* **DESCRIPTION OF THE TASK**:
Line by line, transcribe all of the entries exactly.

<<<<

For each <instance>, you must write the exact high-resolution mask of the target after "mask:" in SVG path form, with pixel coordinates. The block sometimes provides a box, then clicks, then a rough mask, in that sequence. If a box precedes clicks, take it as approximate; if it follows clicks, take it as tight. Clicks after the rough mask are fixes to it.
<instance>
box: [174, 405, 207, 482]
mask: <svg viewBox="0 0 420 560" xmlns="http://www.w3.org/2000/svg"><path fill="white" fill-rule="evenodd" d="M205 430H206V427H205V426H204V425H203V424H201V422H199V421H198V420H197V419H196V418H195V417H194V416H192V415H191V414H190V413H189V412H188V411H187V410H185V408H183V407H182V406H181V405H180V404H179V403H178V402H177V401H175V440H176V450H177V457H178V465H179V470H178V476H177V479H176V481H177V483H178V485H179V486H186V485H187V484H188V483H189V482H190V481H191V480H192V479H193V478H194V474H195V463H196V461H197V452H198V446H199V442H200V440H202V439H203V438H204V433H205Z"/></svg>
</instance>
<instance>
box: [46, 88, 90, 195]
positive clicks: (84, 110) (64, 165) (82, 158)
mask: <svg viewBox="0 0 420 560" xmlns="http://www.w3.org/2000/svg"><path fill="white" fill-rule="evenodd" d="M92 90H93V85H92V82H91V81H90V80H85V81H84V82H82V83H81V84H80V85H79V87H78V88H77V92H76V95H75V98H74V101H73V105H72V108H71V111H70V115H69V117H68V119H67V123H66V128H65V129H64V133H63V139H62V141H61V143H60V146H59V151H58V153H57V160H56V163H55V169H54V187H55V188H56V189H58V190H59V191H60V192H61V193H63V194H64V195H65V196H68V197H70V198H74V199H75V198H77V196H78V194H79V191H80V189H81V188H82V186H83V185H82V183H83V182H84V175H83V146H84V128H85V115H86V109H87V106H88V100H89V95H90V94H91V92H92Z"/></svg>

>>>>

* **ANSWER BOX**:
For each <instance>, you must write the exact high-resolution mask of the target after "mask:" in SVG path form, with pixel coordinates. The block sometimes provides a box, then clicks, then a rough mask, in that sequence. If a box precedes clicks, take it as approximate; if it follows clicks, take it as tight. Clicks after the rough mask are fixes to it.
<instance>
box: [174, 405, 207, 482]
mask: <svg viewBox="0 0 420 560" xmlns="http://www.w3.org/2000/svg"><path fill="white" fill-rule="evenodd" d="M205 430H206V427H205V426H204V425H203V424H201V422H199V421H198V420H197V419H196V418H195V417H194V416H192V415H191V414H190V413H189V412H188V411H187V410H185V408H183V407H182V406H181V405H180V404H179V403H178V402H177V401H175V440H176V450H177V457H178V465H179V470H178V476H177V479H176V481H177V483H178V485H179V486H186V485H187V484H188V483H189V482H190V481H191V480H192V479H193V478H194V474H195V463H196V461H197V452H198V446H199V442H200V440H202V439H203V438H204V433H205Z"/></svg>
</instance>
<instance>
box: [46, 88, 90, 195]
positive clicks: (84, 110) (64, 165) (82, 158)
mask: <svg viewBox="0 0 420 560" xmlns="http://www.w3.org/2000/svg"><path fill="white" fill-rule="evenodd" d="M92 90H93V85H92V82H91V81H90V80H85V81H84V82H82V83H81V84H80V85H79V87H78V88H77V92H76V95H75V98H74V101H73V105H72V108H71V111H70V115H69V117H68V119H67V123H66V128H65V129H64V133H63V139H62V141H61V143H60V146H59V151H58V153H57V160H56V163H55V169H54V187H55V188H56V189H58V190H59V191H60V192H61V193H63V194H64V195H65V196H68V197H70V198H74V199H75V198H77V196H78V194H79V191H80V189H81V188H82V186H83V185H82V183H83V182H84V175H83V146H84V128H85V115H86V109H87V106H88V100H89V95H90V94H91V92H92Z"/></svg>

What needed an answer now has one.